AIM OF THE TASK: Run through the records and show each line that includes the string "runway".

DATASET RECORDS:
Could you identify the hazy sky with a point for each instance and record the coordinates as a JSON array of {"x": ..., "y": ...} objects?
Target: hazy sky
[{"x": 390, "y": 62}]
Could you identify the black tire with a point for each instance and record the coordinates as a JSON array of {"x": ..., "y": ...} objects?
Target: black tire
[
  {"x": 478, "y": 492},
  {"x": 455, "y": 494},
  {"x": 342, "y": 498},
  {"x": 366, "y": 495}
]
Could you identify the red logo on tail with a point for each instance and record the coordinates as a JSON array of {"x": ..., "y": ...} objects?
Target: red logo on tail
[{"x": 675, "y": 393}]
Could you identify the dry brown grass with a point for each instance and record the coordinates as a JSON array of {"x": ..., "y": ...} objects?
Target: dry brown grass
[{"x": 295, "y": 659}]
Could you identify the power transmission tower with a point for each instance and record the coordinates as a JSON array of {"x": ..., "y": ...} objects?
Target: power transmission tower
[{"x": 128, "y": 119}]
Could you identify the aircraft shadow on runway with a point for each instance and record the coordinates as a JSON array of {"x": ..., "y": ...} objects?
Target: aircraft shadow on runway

SOLUTION TO THE EXERCISE:
Could you identify the aircraft shadow on runway with a point for each instance and record the coordinates as a JSON array of {"x": ..., "y": ...} objects?
Target: aircraft shadow on runway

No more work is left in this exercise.